Start of SOURCE TEXT

Studio album by Rodney Dangerfield
- Released: 1983
- Studio: The Record Plant, New York
- Genre: Comedy hip-hop; stand-up comedy;
- Label: RCA Victor (AFL1-4869)
- Producer: Estelle Endler; Rodney Dangerfield; J.B. Moore; Robert Ford Jr.;

= Rappin' Rodney =

Rappin' Rodney is a comedy album by American comedian Rodney Dangerfield issued by RCA Records in 1983. The title track is a rap-influenced novelty song co-written by J.B. Moore and Robert Ford Jr., the same songwriters who worked with Kurtis Blow on "The Breaks". Dennis Blair co-wrote the song. The accompanying music video, which includes cameos from Pat Benatar and Don Novello (as Father Guido Sarducci), was played heavily on MTV at the time of release.

The rest of the album consists of live stand-up comedy under the titles "Rodney Rappin and "Rodney Continues Rappin, recorded live at Catch a Rising Star, in New York City.

End of SOURCE TEXT
Start of EXERCISE INPUTS

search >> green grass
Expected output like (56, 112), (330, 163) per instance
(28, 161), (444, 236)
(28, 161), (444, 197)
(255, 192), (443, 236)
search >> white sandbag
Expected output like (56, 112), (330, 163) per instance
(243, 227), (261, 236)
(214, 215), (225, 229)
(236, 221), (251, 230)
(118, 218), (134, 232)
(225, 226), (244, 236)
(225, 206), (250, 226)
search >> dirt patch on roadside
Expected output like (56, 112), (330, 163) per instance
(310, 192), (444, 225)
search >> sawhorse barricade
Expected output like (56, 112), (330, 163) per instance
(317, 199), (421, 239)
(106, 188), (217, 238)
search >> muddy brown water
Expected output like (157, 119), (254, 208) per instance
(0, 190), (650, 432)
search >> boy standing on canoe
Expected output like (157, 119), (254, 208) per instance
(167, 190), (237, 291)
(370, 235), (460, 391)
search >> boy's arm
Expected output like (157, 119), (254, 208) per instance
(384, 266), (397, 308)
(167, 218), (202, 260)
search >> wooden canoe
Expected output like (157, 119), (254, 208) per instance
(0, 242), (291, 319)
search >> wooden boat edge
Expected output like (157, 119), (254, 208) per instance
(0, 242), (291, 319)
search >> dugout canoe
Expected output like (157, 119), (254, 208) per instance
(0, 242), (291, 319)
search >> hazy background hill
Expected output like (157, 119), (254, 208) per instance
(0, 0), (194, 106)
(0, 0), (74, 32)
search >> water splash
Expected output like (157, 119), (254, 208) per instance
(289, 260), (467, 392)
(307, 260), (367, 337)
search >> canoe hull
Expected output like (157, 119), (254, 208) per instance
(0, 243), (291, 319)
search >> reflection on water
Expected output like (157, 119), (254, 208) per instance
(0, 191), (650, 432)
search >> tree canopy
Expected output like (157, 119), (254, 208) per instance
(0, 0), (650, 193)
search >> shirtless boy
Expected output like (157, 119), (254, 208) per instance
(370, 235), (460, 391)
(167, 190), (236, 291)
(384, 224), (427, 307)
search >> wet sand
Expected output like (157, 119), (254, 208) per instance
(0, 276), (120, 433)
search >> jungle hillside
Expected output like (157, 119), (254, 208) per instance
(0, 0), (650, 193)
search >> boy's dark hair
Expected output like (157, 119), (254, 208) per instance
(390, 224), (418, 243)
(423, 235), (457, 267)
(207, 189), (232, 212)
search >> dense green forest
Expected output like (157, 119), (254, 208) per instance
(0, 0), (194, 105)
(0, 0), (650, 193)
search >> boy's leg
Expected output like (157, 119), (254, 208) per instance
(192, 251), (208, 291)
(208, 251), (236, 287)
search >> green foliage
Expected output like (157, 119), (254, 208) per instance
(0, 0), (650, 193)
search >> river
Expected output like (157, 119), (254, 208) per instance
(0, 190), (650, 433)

End of EXERCISE INPUTS

=== WRITTEN TASK 1 ===
Translate this sentence from the text about the Rappin' Rodney album into Spanish: "Rappin' Rodney is a comedy album by American comedian Rodney Dangerfield issued by RCA Records in 1983."
=== WRITTEN TASK 2 ===
Starting with the row line that contains "search >> dense green forest" and going on through the last line of the rows, write those lines out again with their requests, and offset every coordinate in the answers by -29.
The text and the rows have nothing to do with each other.

=== TASK OUTPUT 1 ===
Rappin' Rodney es un álbum de comedia del comediante estadounidense Rodney Dangerfield, publicado por RCA Records en 1983.

=== TASK OUTPUT 2 ===
search >> dense green forest
Expected output like (157, 119), (254, 208) per instance
(-29, -29), (165, 76)
(-29, -29), (621, 164)
search >> boy's leg
Expected output like (157, 119), (254, 208) per instance
(163, 222), (179, 262)
(179, 222), (207, 258)
search >> green foliage
Expected output like (157, 119), (254, 208) per instance
(-29, -29), (621, 164)
search >> river
Expected output like (157, 119), (254, 208) per instance
(-29, 161), (621, 404)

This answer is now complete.